#### [Yapılacaklar]
[A] Seçilen alıntıya göre dilin günlük konuşmaya indirilmesine kim itiraz etti?
[B] Seçilen alıntının "Şöyle bir çarpışmayı" sözlerinden "iyi bilmiyordum çünkü." sözlerine kadar olan kısmını, "izleyici" yerine "seyirci" koyarak değiştir ve yeniden yaz.

#### [Seçilen alıntı]
Yani belki Hamlet Kürt diline katkıda bulundu, ama Kürt dili de Hamlet’e çok şey kattı…

Kesinlikle… Kürt dili Hamlet’e çok şey kattı. Bakir bir dilimiz var bizim. Dünya edebiyatına yeni yeni kapılarını açıyor. Yeni yeni çeviriler yapılıyor. Dünya tarihine göre çok eski ama açılım anlamında bakir bir dilimiz var. Çok şey yapabiliriz bu dille. Çünkü daha yeni yeni dünya edebiyatı bu dille tanışıyor. Kitaplarımızla, oyunlarımızla, müziklerimizle tanışıyor. Onun için Kürtçe terimler, motifler Hamlet’e çok iyi oturdu.

Şöyle bir çarpışmayı da yaşadık. Bazı arkadaşlar dil çok ağır dediler. Oyunculardan bazıları ben bunu söylüyorum ama anlamıyorum dedi. Dili günlük konuşmaya getirelim dedik. Kawa Nemir itiraz etti buna. Bizim dilimiz bu; elit, ebedi bir dili nasıl basitleştiririz dedi. Belki izleyici birkaç cümleyi anlamayacak ama kendini yenileme ihtiyacı hissedecek.

Seyirciyi de zorluyorsunuz böylelikle.

Evet aynen öyle. Halkın istediği sanat mı yoksa biraz daha üst halka yeni kapılar açacak, interaktif çalıştırabilecek soru sorduracak bir sanat mı? Ben zaman zaman dışında kalıyordum bu tartışmanın, ben de Kürtçe çok iyi bilmiyordum çünkü.

En zoru ise, oyunda yer alacak aktörleri seçmek oldu. Çoğunu tanıyordum hepsi tiyatroya oyunculuğa yıllarını vermiş güçlü oyuncular; sen varsın, sen yoksun demek çok zor oldu.

KARPUZU ÇIKARIRSA OYUNUMU YAPMASIN!

Oyunda Danimarka Prensi Hamlet kadar, Avare oynayan bir Kürt Hamlet’i buldu izleyici. Neden çeviri değil de Kürt Hamlet?

Giriş gelişim sonuç gibi klasik bir tarzda yapmamalıyım dedim. Çünkü Kürtlerin dengbejlikten gelen geleneklerinde daldan dala atlama var, bir yerde Anka kuşundan gireriz diğer yandan yerin yedi kat dibine ineriz.

#### [Ham veriler]

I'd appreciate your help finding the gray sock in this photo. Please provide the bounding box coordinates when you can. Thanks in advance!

#### [Beklenen sonuçlar]
[A] Kawa Nemir itiraz etti.

[B]
Şöyle bir çarpışmayı da yaşadık. Bazı arkadaşlar dil çok ağır dediler. Oyunculardan bazıları ben bunu söylüyorum ama anlamıyorum dedi. Dili günlük konuşmaya getirelim dedik. Kawa Nemir itiraz etti buna. Bizim dilimiz bu; elit, ebedi bir dili nasıl basitleştiririz dedi. Belki seyirci birkaç cümleyi anlamayacak ama kendini yenileme ihtiyacı hissedecek.

Seyirciyi de zorluyorsunuz böylelikle.

Evet aynen öyle. Halkın istediği sanat mı yoksa biraz daha üst halka yeni kapılar açacak, interaktif çalıştırabilecek soru sorduracak bir sanat mı? Ben zaman zaman dışında kalıyordum bu tartışmanın, ben de Kürtçe çok iyi bilmiyordum çünkü.